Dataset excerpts
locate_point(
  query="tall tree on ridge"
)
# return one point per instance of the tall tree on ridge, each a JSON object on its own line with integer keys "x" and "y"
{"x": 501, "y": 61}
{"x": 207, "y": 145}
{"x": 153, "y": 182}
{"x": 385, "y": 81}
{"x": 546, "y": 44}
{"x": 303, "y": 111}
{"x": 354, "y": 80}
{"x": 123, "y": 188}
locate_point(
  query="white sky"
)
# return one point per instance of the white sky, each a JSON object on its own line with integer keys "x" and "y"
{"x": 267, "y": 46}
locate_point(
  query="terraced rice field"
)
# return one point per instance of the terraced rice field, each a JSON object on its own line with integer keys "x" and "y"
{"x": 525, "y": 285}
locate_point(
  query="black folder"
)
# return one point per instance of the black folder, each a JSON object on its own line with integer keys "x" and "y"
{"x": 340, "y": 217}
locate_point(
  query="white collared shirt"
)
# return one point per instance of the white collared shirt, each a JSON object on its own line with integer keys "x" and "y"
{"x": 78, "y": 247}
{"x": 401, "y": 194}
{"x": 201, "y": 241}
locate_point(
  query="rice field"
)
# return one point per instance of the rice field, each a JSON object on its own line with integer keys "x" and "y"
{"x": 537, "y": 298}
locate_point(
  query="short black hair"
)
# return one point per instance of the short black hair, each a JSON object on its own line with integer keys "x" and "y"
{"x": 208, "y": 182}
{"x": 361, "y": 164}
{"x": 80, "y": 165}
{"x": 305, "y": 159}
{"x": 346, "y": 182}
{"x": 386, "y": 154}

**Your objective:**
Within the records above, count the lines that hold the word "query" and give only that number.

**Solution to the exercise:**
7